++++ Testo della pagina
Illegittime le disposizioni sanzionatorie previste per i contratti
di locazioni di immobili ad uso abitativo non registrati entro i
termini stabiliti dalla legge. Lo ha dichiarato la Corte
Costituzionale con la
sentenza 14 marzo 2014, n. 50 recante
"Locazione di immobili urbani - Disciplina dei contratti di
locazione ad uso abitativo non registrati entro il termine
stabilito dalla legge, ovvero registrati per un importo inferiore a
quello effettivo, e dei contratti di comodato fittizio registrati.
- Decreto legislativo 14 marzo 2011, n. 23 (Disposizioni in materia
di federalismo Fiscale Municipale), art. 3, commi 8 e 9",
pubblicata sulla
Gazzetta Ufficiale n. 13 del 19 marzo
2014.
La questione costituzionale è stata sollevata dai Tribunali di
Salerno, Palermo, Firenze, Genova e Roma. I giudici costituzionali
hanno, inoltre, ricevuto una domanda con la quale la locatrice di
un immobile destinato ad uso abitativo ha convenuto in giudizio la
conduttrice per la convalida dello sfratto per morosità intimato
alla medesima; domanda alla quale l'intimata si era opposta
deducendo che il contratto di locazione era stato registrato in
ritardo a cura della stessa conduttrice.
A norma dell'art. 3 del D.Lgs. n. 23/2011, il canone dovuto era di
gran lunga inferiore a quello convenuto, mentre per i mesi
precedenti non era dovuto alcun canone, in quanto il contratto non
registrato doveva considerarsi nullo. L'intimante, a sua volta,
chiedeva disapplicarsi l'evocata normativa per manifesta
illegittimità, chiedendo altresì l'emissione di ordinanza
provvisoria di rilascio.
I Tribunali di Salerno, Palermo, Firenze, Genova e Roma hanno
sollevato la questione di legittimità costituzionale dell'art. 3,
commi 8 e 9, del decreto legislativo 14 marzo 2011, n. 23
(Disposizioni in materia di federalismo Fiscale Municipale), nella
parte in cui prevedono un meccanismo di sostituzione sanzionatoria
della durata del contratto di locazione per uso abitativo e di
commisurazione del relativo canone in caso di mancata registrazione
del contratto entro il termine di legge, nonché l'estensione di
tale disciplina - e di quella relativa alla nullità dei contratti
di locazione non registrati - anche alle ipotesi di contratti di
locazione registrati nei quali sia stato indicato un importo
inferiore a quello effettivo, o di contratti di comodato fittizio
registrati.
++++++++
Obiettivo | Prosegui il testo sulla sentenza n. 50 del 2014 della Corte costituzionale, riprendendo subito dopo l'ultima frase riportata.
++++ Dati
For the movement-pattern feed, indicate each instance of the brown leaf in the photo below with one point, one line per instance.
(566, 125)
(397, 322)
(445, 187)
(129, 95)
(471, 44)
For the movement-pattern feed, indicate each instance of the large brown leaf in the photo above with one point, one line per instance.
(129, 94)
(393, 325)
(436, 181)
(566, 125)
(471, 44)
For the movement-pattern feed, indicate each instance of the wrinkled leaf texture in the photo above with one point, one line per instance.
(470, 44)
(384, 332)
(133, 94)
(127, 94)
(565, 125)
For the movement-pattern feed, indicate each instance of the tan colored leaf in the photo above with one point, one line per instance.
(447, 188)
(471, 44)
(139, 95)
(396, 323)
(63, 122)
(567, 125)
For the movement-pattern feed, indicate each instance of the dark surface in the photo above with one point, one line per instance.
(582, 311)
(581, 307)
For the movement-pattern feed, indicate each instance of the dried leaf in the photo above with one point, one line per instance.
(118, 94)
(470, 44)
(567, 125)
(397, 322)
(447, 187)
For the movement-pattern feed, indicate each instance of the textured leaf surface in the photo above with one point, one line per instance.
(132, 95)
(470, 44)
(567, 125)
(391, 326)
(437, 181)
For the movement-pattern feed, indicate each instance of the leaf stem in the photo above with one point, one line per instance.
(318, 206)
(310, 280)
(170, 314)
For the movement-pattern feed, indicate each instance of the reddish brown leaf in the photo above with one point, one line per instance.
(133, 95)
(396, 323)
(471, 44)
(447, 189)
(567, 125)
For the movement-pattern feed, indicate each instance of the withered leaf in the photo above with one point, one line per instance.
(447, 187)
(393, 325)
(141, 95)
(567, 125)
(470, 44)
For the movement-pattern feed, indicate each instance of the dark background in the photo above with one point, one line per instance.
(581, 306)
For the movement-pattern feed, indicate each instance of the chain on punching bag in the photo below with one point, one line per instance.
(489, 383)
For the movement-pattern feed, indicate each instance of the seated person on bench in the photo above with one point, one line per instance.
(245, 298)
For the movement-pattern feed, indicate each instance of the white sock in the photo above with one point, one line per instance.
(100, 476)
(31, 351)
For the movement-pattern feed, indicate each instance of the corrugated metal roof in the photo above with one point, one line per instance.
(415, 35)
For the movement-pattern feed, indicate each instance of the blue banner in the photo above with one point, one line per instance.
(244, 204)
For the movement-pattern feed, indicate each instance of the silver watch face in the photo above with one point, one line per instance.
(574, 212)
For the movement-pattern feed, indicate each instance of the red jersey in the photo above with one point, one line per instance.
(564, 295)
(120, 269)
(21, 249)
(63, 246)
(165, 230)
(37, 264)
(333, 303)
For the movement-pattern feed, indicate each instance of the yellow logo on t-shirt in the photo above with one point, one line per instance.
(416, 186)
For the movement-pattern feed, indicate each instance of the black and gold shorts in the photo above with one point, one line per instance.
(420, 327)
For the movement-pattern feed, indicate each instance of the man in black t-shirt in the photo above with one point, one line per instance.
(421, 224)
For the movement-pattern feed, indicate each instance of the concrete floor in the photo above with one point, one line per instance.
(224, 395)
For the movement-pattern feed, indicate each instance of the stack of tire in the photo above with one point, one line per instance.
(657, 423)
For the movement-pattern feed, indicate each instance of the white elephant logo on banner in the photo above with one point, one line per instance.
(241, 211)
++++++++
Svolgimento |
Entrando nel dettaglio, l'
art. 3, comma 8 del D.Lgs. n.
23/2011 stabilisce che, per i contratti di locazione di
immobili ad uso abitativo i quali, "ricorrendone i presupposti, non
sono registrati entro il termine stabilito dalla legge", la
disciplina convenzionalmente stabilita dalle parti subisce
significative modificazioni. Infatti, la durata della locazione
viene fissata in quattro anni, a decorrere dalla data di
registrazione, volontaria o d'ufficio; al relativo rinnovo si
applica, poi, la disciplina prevista dall'art. 2, comma 1, della
legge 9 dicembre 1998, n. 431 (Disciplina delle locazioni e del
rilascio degli immobili adibiti ad uso abitativo), per la quale il
contratto di locazione viene rinnovato per un periodo di quattro
anni, fatti salvi alcuni casi specifici; il canone annuo, infine, a
decorrere dalla data della registrazione del contratto, viene
fissato, salvo che le parti abbiano pattuito un canone di importo
inferiore, in misura pari al triplo della rendita catastale, oltre
l'adeguamento, dal secondo anno, pari al 75% dell'aumento degli
indici ISTAT dei prezzi al consumo per le famiglie degli impiegati
ed operai.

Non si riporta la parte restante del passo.